## Activity:
Return all of the data exactly as given.

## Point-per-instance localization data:
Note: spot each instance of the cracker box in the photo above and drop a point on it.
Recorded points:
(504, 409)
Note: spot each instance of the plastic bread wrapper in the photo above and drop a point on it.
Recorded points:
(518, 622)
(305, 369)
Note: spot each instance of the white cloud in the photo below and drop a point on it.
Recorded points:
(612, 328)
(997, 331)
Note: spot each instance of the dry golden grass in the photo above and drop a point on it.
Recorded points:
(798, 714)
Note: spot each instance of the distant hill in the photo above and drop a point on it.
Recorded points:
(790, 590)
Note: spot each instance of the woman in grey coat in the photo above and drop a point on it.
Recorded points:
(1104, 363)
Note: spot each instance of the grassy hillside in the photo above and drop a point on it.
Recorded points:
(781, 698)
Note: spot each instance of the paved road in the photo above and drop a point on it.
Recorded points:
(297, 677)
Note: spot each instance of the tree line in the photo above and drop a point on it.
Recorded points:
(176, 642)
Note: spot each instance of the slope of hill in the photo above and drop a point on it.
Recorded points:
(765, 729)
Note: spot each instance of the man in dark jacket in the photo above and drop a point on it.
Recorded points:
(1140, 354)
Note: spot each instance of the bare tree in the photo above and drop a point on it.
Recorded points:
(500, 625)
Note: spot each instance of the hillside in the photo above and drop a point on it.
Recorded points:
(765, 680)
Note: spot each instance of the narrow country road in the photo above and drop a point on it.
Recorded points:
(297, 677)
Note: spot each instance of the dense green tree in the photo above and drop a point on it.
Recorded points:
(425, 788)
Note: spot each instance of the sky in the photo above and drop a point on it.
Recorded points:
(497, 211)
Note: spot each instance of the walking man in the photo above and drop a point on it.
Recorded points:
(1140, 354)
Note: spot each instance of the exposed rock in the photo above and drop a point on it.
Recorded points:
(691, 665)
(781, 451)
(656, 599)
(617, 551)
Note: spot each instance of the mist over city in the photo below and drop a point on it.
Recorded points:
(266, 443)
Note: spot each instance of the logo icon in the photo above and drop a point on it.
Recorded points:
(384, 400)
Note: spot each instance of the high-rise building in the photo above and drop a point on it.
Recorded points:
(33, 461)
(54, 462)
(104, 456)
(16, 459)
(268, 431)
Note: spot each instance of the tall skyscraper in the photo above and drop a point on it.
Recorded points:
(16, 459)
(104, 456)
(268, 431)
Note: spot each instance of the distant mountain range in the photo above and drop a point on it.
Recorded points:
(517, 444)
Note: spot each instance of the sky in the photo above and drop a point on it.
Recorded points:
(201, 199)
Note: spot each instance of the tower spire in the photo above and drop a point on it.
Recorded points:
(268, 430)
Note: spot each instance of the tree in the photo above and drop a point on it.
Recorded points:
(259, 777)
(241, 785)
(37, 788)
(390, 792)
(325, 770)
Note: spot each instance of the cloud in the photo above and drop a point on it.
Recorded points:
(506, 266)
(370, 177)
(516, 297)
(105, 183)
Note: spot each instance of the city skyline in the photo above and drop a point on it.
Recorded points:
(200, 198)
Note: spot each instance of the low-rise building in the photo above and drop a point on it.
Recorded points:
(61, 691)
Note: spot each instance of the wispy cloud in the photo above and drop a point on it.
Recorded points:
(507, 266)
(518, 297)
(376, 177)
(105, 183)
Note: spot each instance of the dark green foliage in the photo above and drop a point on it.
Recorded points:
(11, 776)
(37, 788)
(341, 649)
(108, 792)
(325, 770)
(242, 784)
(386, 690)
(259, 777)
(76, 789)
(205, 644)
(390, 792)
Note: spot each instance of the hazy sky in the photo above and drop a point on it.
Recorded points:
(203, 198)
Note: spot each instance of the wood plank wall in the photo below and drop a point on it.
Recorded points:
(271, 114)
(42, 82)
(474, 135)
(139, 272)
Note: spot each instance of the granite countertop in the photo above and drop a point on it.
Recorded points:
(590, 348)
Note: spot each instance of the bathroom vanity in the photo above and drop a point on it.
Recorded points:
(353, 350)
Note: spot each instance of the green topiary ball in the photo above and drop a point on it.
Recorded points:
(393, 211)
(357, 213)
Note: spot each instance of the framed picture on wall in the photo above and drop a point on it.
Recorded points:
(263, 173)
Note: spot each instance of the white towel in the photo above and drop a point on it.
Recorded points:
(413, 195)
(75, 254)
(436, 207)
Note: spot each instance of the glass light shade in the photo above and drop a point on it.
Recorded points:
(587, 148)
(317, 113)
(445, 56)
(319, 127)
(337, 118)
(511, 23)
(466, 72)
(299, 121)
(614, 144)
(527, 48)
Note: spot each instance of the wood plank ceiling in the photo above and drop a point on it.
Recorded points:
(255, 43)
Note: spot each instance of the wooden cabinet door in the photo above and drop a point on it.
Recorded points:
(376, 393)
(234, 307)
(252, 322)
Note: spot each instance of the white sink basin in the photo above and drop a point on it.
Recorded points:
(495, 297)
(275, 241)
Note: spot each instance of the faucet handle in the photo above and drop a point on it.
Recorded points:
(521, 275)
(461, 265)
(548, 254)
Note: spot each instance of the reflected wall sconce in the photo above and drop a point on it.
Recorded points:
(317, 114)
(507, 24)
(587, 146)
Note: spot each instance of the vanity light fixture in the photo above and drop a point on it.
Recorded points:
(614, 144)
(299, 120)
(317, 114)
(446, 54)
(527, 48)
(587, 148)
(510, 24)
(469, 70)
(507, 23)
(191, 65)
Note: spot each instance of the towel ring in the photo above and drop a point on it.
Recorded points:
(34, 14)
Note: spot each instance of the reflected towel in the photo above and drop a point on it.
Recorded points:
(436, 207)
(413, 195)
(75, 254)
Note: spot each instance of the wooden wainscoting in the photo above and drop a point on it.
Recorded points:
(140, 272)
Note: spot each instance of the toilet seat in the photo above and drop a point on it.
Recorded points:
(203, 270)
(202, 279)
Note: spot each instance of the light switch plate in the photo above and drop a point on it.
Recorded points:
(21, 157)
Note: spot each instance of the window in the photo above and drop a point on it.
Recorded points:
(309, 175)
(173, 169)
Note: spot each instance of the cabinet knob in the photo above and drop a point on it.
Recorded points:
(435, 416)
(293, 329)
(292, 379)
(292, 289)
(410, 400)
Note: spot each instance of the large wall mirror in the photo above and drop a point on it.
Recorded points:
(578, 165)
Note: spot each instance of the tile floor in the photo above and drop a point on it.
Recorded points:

## Answer section:
Note: spot each instance of the cracker box in the photo above and drop a point on it.
Recorded points:
(504, 409)
Note: spot each instance of the plastic bread wrapper in the photo above and drop a point on it.
Recorded points:
(518, 622)
(305, 369)
Note: spot each instance of the white cloud in the photo below and drop a point on it.
Recorded points:
(612, 328)
(997, 331)
Note: spot each instance of the dry golden grass in the photo above and drop a point on it.
Recorded points:
(798, 714)
Note: spot each instance of the distant hill in the photo above and drop a point on it.
Recorded points:
(790, 590)
Note: spot each instance of the woman in grey coat in the photo above and drop a point on it.
Recorded points:
(1104, 363)
Note: spot each instance of the grassy hillside in the photo above and drop a point on it.
Recorded points:
(781, 698)
Note: spot each instance of the paved road in the photo above and drop a point on it.
Recorded points:
(297, 677)
Note: spot each instance of the tree line in the photo above and drop a point on it.
Recorded points:
(176, 642)
Note: spot each instance of the slope of hill in the photo above and drop a point on it.
Recorded points:
(765, 729)
Note: spot each instance of the man in dark jacket in the photo above and drop a point on it.
Recorded points:
(1140, 354)
Note: spot each instance of the bare tree in the photo above and drop a point on it.
Recorded points:
(500, 625)
Note: spot each instance of the hillside in the photo above and drop a point on it.
Recorded points:
(765, 680)
Note: spot each instance of the narrow country road in the photo above and drop a point on it.
Recorded points:
(297, 677)
Note: spot each instance of the dense green tree in the photo above and drop a point on it.
Recorded points:
(425, 788)
Note: spot each instance of the sky in the photo above and drop a point on it.
Recorded points:
(497, 211)
Note: spot each instance of the walking man in the photo above and drop a point on it.
Recorded points:
(1140, 354)
Note: spot each instance of the exposed rock in the photo above and drop a point on it.
Recorded points:
(691, 665)
(781, 451)
(656, 599)
(617, 551)
Note: spot each instance of the mist over city in the photo below and drop a point on it.
Recorded points:
(266, 443)
Note: spot each instance of the logo icon in the photo above and drop a point on it.
Recorded points:
(384, 400)
Note: spot each instance of the high-rise building in the photo above and drop a point on it.
Recorded points:
(33, 461)
(54, 462)
(104, 456)
(16, 459)
(268, 431)
Note: spot each instance of the tall skyscraper in the photo above and drop a point on it.
Recorded points:
(16, 459)
(104, 456)
(268, 431)
Note: spot each instance of the distant mountain range in the photo above and drop a point on it.
Recorded points:
(517, 444)
Note: spot each instance of the sky in the photo above and drop a point on it.
Recorded points:
(201, 199)
Note: spot each instance of the tower spire in the photo above and drop a point on it.
Recorded points:
(268, 430)
Note: spot each instance of the tree in the photo above and drop a point on it.
Recorded points:
(259, 777)
(241, 785)
(37, 788)
(390, 792)
(325, 770)
Note: spot each instance of the cloud in the photo above and drop a point on it.
Recorded points:
(506, 266)
(370, 177)
(516, 297)
(105, 183)
Note: spot each instance of the city skyline in the photo above and drop a point on it.
Recorded points:
(200, 198)
Note: spot each instance of the low-rise building in the photo above and drop a point on it.
Recorded points:
(61, 691)
Note: spot each instance of the wispy cloud in the photo above and drop a point on it.
Recorded points:
(507, 266)
(518, 297)
(376, 177)
(105, 183)
Note: spot each instance of the dark green foliage in the photo above and drop a point on it.
Recorded points:
(11, 776)
(37, 788)
(341, 649)
(108, 792)
(325, 770)
(242, 784)
(386, 690)
(259, 777)
(76, 789)
(205, 644)
(390, 792)
Note: spot each instance of the hazy sky in the photo above and drop a point on it.
Recorded points:
(203, 198)
Note: spot each instance of the wood plank wall in the photo below and drop a point on it.
Recorded points:
(271, 114)
(42, 82)
(474, 135)
(139, 272)
Note: spot each instance of the granite countertop in the photo above and drop a point on it.
Recorded points:
(590, 348)
Note: spot each instance of the bathroom vanity in the photo above and drop a point on it.
Recorded points:
(353, 350)
Note: spot each instance of the green topiary ball in the photo above and drop a point on it.
Recorded points:
(393, 211)
(357, 213)
Note: spot each instance of the framed picture on wall in the photo above and drop a point on it.
Recorded points:
(263, 173)
Note: spot each instance of the white towel in the photo above and drop a point on it.
Recorded points:
(413, 195)
(75, 254)
(436, 207)
Note: spot each instance of the glass light shade in the photo above and drop a point on it.
Recorded points:
(587, 148)
(317, 113)
(445, 56)
(319, 127)
(337, 118)
(511, 23)
(466, 72)
(299, 121)
(614, 144)
(527, 48)
Note: spot each instance of the wood plank ceiling in the photo above and drop a point on it.
Recorded points:
(255, 43)
Note: spot each instance of the wooden cabinet door in the photo above and drop a point on it.
Recorded points:
(376, 393)
(234, 307)
(252, 322)
Note: spot each instance of the white sink basin in the photo above and drop a point on it.
Recorded points:
(495, 297)
(275, 241)
Note: spot each instance of the faucet handle in the photo above and drop a point on it.
Recorded points:
(521, 275)
(461, 265)
(548, 254)
Note: spot each instance of the reflected wall sconce in the photo above and drop a point on it.
Recorded points:
(317, 114)
(507, 24)
(587, 146)
Note: spot each instance of the vanity light fixture in the photo above and drop a point on it.
Recorded points:
(614, 144)
(299, 120)
(317, 114)
(446, 54)
(527, 48)
(587, 148)
(510, 24)
(469, 70)
(507, 23)
(191, 65)
Note: spot each instance of the towel ring in the photo above and drop a point on it.
Recorded points:
(34, 14)
Note: spot each instance of the reflected towel in the photo above and drop a point on it.
Recorded points:
(436, 207)
(413, 195)
(75, 254)
Note: spot each instance of the wooden wainscoting in the photo above and drop a point on it.
Recorded points:
(140, 272)
Note: spot each instance of the toilet seat in the photo above and drop a point on it.
Recorded points:
(203, 270)
(202, 279)
Note: spot each instance of the light switch plate in the photo above and drop a point on it.
Recorded points:
(21, 157)
Note: spot each instance of the window in the photo above and drop a point on it.
Recorded points:
(309, 175)
(173, 169)
Note: spot each instance of the cabinet knob in the photo above and drop a point on it.
Recorded points:
(435, 416)
(293, 329)
(292, 379)
(292, 289)
(410, 400)
Note: spot each instance of the large wall mirror in the photo above and drop a point on it.
Recorded points:
(578, 165)
Note: spot each instance of the tile floor in the photo above and drop a point on it.
Recorded points:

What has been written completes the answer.